→ **Work item**:
Give back the line below containing "Annotation task: mark the person" and every later line, exactly.

→ **Given information**:

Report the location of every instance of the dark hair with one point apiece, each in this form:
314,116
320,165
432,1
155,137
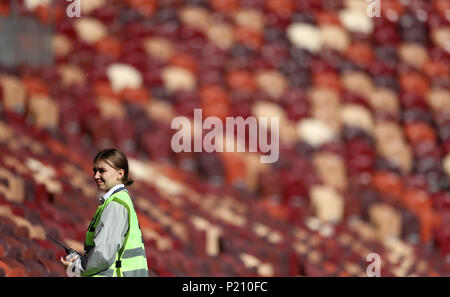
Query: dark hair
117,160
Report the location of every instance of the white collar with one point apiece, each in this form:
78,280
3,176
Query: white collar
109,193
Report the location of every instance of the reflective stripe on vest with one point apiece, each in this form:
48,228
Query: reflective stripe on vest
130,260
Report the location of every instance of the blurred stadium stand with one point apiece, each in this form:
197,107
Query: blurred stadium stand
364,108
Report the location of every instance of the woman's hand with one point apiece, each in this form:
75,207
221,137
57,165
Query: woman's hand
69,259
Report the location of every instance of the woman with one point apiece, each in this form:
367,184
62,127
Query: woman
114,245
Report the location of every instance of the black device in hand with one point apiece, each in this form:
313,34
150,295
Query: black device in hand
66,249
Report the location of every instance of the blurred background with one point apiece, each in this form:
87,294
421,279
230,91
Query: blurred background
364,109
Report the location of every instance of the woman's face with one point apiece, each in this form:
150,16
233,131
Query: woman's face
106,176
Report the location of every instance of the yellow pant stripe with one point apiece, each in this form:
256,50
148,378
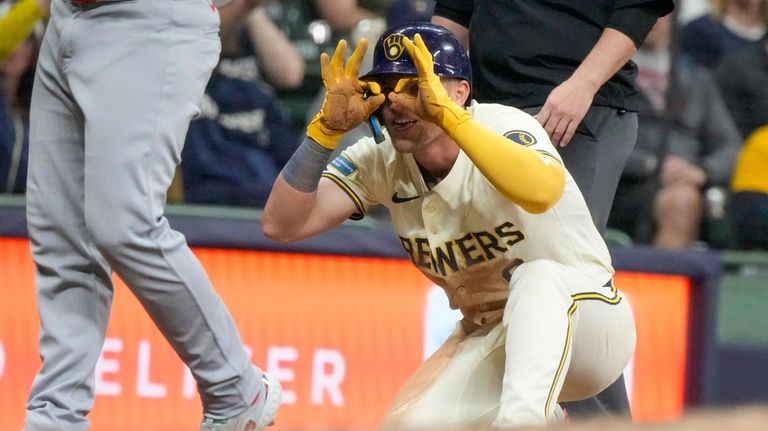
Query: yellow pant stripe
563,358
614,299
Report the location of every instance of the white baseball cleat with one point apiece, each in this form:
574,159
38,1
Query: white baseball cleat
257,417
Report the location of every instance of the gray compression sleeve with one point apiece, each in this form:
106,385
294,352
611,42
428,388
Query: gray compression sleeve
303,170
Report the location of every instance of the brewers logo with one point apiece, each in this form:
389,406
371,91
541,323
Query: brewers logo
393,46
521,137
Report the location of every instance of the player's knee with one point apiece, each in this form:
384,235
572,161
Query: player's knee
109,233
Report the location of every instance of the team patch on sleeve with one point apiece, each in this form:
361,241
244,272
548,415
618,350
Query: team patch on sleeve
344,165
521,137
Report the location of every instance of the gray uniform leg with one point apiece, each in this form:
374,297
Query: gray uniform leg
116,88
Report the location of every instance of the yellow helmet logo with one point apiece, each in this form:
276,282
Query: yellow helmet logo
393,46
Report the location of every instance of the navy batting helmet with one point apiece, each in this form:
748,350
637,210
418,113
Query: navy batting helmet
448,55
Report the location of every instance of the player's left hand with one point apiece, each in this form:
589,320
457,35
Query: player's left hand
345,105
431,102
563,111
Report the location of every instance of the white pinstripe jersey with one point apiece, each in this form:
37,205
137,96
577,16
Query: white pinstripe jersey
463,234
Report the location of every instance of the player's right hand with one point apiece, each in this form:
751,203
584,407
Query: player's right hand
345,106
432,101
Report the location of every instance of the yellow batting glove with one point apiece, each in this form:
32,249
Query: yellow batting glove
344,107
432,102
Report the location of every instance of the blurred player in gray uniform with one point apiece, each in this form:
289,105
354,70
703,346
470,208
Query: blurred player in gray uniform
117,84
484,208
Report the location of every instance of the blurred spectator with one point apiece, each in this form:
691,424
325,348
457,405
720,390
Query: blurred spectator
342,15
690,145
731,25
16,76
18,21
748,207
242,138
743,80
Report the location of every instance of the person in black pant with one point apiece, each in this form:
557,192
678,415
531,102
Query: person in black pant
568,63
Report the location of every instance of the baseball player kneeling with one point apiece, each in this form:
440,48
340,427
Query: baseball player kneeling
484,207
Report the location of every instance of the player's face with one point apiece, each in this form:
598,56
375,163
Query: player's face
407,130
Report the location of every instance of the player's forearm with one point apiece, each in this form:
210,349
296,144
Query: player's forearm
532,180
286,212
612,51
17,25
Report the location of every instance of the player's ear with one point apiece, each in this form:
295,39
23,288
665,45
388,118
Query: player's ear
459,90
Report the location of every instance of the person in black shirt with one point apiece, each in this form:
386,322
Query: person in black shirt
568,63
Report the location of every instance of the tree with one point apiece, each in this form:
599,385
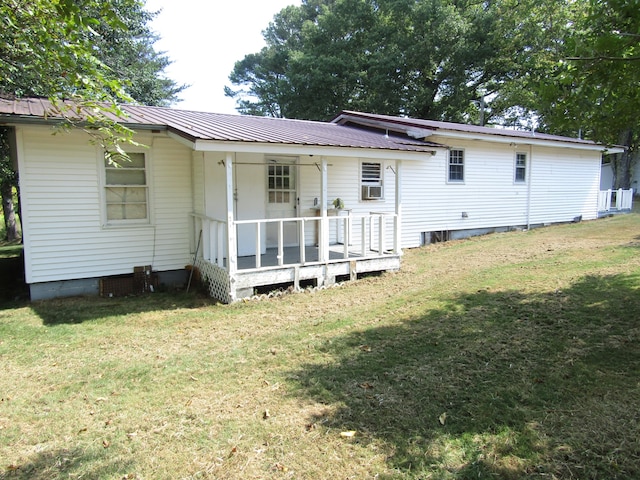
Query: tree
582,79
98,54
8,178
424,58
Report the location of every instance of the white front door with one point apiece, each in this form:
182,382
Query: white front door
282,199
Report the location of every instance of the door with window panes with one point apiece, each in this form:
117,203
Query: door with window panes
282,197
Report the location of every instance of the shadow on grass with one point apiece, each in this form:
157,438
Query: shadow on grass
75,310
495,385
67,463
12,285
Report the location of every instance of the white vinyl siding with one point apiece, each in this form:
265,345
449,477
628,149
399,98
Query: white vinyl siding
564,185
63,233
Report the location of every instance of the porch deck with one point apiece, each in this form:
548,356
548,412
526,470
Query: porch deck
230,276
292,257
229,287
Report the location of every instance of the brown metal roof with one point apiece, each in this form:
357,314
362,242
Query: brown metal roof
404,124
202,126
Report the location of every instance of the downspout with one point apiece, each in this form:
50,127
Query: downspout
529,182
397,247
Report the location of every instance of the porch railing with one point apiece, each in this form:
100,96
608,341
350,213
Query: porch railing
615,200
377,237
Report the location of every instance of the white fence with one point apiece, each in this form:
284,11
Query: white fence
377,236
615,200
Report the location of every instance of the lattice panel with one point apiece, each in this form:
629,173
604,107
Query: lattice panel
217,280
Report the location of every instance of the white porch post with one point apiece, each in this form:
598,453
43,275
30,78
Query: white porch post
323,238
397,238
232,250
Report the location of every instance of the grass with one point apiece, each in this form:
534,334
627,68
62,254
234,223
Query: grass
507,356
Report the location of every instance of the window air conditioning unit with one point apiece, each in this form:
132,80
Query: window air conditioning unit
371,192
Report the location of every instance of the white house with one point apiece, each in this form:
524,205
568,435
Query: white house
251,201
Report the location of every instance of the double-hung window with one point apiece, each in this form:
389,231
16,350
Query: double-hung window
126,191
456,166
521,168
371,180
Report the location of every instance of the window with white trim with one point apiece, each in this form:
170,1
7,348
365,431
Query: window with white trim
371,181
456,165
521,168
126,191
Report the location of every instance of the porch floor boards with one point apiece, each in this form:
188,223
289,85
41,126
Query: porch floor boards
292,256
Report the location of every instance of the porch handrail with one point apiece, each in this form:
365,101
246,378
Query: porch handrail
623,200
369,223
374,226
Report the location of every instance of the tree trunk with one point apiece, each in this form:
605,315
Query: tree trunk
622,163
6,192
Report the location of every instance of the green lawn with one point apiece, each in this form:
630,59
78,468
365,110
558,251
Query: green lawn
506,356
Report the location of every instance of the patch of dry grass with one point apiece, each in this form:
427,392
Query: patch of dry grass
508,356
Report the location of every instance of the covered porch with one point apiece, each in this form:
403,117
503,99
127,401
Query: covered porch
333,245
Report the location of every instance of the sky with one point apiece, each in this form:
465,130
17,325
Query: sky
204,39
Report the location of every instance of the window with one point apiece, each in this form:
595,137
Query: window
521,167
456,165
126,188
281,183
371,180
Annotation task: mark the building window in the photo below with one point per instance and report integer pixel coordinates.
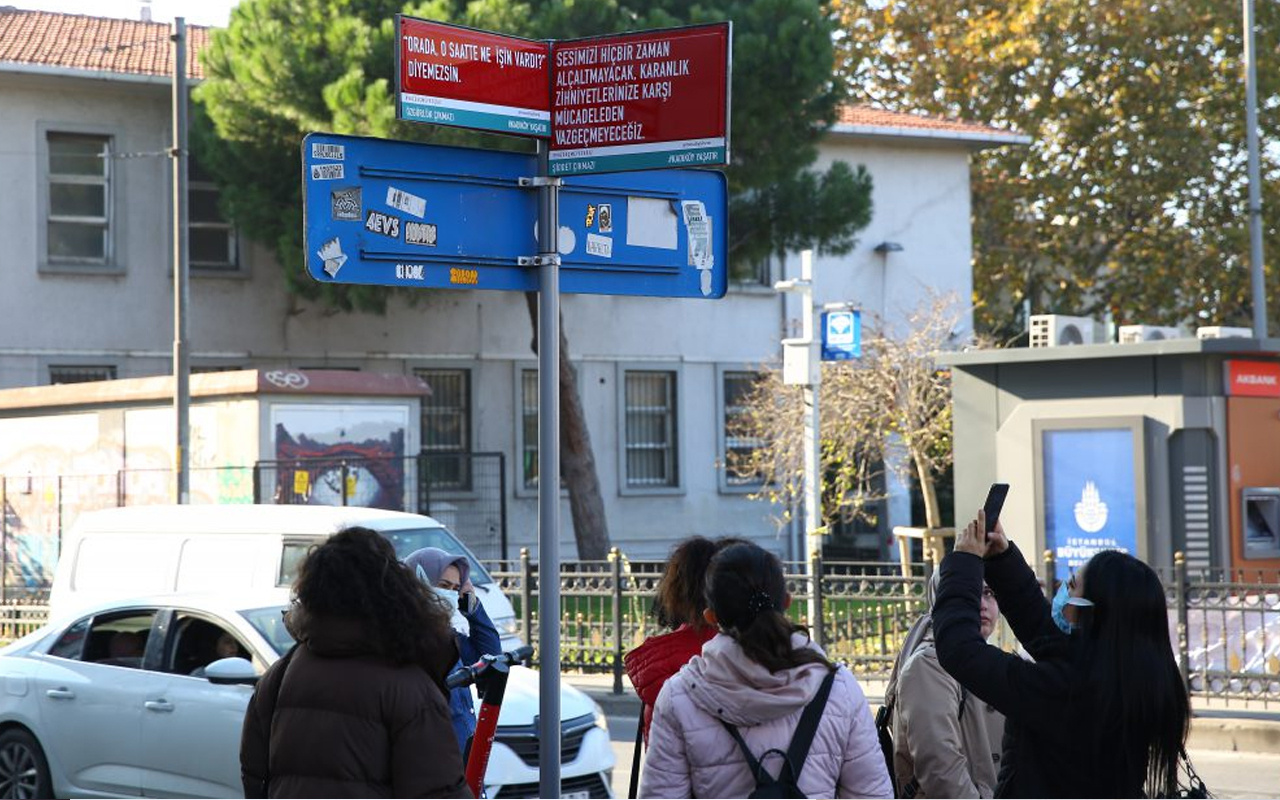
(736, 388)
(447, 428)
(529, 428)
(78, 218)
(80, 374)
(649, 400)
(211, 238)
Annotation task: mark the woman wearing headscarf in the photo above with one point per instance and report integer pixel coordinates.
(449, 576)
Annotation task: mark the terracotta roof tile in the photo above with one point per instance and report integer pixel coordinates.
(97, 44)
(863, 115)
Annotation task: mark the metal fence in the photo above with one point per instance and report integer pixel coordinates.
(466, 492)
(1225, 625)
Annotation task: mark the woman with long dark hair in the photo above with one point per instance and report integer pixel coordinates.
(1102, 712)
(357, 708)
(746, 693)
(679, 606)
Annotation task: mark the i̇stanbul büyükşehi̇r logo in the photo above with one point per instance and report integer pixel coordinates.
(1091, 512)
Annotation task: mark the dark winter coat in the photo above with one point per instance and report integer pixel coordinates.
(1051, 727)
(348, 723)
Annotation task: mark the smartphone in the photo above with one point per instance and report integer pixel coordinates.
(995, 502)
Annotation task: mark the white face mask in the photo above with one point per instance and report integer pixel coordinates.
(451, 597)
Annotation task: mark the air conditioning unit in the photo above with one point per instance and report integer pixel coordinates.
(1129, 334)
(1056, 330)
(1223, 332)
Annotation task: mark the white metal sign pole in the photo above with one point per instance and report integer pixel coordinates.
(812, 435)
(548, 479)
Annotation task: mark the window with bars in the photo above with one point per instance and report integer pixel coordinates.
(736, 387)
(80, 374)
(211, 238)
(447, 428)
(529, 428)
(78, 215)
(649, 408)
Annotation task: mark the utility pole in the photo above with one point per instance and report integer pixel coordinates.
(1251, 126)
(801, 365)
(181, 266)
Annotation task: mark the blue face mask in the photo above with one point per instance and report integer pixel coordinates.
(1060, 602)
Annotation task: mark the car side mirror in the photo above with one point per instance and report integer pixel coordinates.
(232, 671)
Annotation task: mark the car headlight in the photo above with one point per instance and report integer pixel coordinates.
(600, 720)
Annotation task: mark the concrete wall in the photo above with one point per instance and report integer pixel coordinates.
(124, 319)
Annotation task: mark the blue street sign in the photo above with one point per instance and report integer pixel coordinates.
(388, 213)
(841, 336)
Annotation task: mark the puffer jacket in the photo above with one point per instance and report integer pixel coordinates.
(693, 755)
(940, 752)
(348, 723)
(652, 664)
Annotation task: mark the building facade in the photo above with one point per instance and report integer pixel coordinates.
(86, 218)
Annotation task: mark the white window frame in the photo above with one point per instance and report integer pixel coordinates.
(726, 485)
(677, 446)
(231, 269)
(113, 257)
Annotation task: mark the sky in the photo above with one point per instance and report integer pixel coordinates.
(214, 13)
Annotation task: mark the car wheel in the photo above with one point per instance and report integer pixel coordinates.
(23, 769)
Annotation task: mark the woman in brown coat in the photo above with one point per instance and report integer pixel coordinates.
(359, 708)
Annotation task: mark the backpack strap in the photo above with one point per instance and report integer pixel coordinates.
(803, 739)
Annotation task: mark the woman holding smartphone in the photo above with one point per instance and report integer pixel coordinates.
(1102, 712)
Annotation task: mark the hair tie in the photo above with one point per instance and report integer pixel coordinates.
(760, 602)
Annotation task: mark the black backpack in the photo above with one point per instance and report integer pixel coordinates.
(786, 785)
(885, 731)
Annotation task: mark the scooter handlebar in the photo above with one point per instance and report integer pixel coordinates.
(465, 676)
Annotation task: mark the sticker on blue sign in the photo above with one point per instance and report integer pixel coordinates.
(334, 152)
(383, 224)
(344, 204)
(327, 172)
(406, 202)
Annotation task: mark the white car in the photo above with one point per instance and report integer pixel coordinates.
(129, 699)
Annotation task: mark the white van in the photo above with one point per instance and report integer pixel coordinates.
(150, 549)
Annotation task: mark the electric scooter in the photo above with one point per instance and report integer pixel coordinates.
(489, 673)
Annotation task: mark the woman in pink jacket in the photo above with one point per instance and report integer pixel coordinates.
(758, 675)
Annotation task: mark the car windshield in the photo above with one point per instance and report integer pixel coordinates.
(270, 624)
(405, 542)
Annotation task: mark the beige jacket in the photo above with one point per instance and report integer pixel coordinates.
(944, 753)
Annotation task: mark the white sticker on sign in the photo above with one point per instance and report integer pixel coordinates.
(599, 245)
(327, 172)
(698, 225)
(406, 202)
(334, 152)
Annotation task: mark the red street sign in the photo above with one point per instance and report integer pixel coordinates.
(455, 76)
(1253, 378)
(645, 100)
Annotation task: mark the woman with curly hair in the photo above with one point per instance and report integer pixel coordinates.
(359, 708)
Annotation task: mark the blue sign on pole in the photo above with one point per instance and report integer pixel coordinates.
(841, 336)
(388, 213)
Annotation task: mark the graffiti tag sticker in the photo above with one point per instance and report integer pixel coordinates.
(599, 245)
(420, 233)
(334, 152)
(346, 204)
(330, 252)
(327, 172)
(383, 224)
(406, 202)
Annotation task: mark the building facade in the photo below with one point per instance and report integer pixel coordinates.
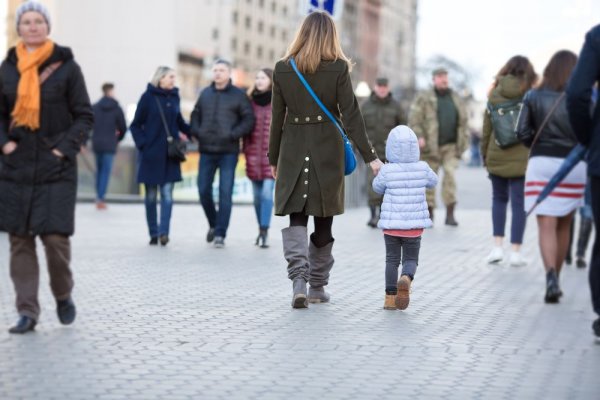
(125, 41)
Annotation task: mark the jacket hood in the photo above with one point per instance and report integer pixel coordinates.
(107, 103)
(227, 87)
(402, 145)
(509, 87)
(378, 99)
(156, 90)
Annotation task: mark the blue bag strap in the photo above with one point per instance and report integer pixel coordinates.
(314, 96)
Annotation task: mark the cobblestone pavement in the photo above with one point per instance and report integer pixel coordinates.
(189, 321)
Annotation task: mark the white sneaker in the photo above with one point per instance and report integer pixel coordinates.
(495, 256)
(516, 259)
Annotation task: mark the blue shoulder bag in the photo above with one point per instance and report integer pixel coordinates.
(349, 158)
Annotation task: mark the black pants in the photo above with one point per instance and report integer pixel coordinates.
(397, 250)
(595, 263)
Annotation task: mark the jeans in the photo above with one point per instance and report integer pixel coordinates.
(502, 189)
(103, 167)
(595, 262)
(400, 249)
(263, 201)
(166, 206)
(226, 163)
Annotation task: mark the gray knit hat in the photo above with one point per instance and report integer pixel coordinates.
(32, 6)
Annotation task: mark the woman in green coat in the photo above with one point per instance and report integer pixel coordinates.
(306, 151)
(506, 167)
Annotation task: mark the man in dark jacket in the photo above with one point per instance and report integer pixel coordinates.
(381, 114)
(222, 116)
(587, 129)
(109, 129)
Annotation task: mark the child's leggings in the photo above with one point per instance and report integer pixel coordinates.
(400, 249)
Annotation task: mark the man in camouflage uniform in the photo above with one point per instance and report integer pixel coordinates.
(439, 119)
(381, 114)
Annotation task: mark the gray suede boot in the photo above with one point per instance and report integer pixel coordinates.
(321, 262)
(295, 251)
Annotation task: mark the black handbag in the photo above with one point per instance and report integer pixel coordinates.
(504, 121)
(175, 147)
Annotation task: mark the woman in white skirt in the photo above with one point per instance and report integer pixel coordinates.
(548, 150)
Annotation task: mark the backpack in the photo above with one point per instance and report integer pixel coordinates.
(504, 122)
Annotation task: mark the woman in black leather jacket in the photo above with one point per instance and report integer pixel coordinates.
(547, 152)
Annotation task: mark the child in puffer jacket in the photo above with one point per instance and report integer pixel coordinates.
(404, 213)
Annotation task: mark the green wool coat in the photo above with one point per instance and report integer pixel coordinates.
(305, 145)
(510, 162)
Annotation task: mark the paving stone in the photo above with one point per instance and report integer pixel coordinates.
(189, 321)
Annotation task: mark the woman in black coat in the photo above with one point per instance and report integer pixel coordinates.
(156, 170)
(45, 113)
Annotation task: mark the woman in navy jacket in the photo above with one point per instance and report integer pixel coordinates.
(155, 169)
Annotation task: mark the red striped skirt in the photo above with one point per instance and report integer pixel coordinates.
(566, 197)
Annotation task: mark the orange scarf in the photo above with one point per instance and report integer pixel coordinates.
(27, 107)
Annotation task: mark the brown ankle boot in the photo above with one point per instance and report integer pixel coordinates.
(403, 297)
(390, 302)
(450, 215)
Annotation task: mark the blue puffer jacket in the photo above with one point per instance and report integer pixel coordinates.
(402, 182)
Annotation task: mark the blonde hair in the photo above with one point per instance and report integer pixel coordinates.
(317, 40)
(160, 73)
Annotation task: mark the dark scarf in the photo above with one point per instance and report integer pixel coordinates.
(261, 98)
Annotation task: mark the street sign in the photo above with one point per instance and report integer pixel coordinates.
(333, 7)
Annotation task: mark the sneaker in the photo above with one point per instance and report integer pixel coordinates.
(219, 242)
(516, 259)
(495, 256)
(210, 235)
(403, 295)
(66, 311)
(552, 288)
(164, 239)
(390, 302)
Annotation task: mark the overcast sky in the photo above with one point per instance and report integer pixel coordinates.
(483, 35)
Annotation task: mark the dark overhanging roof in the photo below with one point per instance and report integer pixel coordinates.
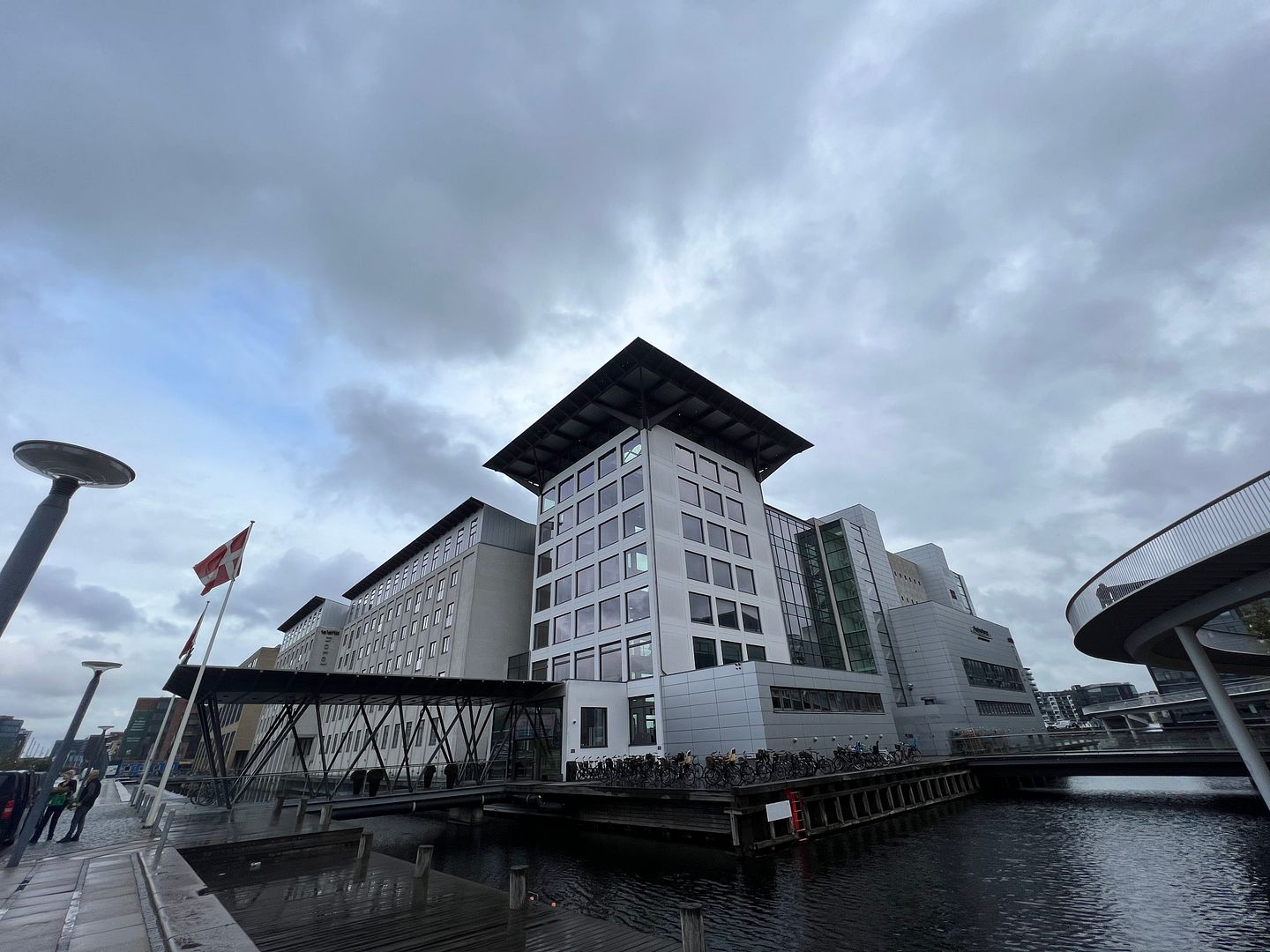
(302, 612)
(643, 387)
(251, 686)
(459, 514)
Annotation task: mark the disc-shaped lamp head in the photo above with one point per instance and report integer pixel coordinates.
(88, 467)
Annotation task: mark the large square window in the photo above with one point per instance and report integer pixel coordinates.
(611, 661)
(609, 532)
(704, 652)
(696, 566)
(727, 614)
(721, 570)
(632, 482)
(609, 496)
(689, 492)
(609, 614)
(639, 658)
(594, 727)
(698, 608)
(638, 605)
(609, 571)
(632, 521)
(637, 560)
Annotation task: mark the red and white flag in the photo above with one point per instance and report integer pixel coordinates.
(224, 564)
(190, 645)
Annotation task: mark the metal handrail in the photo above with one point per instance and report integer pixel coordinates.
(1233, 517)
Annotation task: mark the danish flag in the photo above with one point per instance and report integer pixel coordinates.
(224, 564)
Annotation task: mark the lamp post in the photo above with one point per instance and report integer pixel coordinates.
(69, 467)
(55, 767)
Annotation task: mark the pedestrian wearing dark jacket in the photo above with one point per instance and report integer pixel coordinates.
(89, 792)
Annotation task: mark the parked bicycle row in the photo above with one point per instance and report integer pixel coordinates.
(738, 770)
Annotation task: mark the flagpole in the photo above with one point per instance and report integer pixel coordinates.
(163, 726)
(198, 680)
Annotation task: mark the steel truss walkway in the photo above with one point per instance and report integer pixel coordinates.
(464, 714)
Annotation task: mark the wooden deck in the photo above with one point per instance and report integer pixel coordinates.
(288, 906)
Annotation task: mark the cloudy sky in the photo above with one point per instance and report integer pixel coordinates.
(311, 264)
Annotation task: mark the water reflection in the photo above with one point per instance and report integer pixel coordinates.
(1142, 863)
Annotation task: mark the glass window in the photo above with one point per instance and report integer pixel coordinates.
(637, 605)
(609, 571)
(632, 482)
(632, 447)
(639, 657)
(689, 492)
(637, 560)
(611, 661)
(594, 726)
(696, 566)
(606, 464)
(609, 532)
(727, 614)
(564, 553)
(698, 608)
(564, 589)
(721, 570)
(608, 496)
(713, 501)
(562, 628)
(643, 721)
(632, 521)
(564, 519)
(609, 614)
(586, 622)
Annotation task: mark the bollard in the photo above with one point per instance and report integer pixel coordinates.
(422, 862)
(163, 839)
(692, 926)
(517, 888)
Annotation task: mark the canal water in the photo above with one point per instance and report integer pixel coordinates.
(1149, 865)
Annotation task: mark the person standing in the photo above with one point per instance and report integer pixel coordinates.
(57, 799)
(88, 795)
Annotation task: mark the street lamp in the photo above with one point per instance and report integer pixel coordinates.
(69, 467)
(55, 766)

→ **Exercise response**:
Annotation task: mark the person standing in the photo above with one point per instance and report integer pixel coordinates.
(57, 799)
(88, 795)
Annotation task: mark the street lamp in the photo above with one point per instance and report integer pixel coordinates.
(69, 467)
(55, 766)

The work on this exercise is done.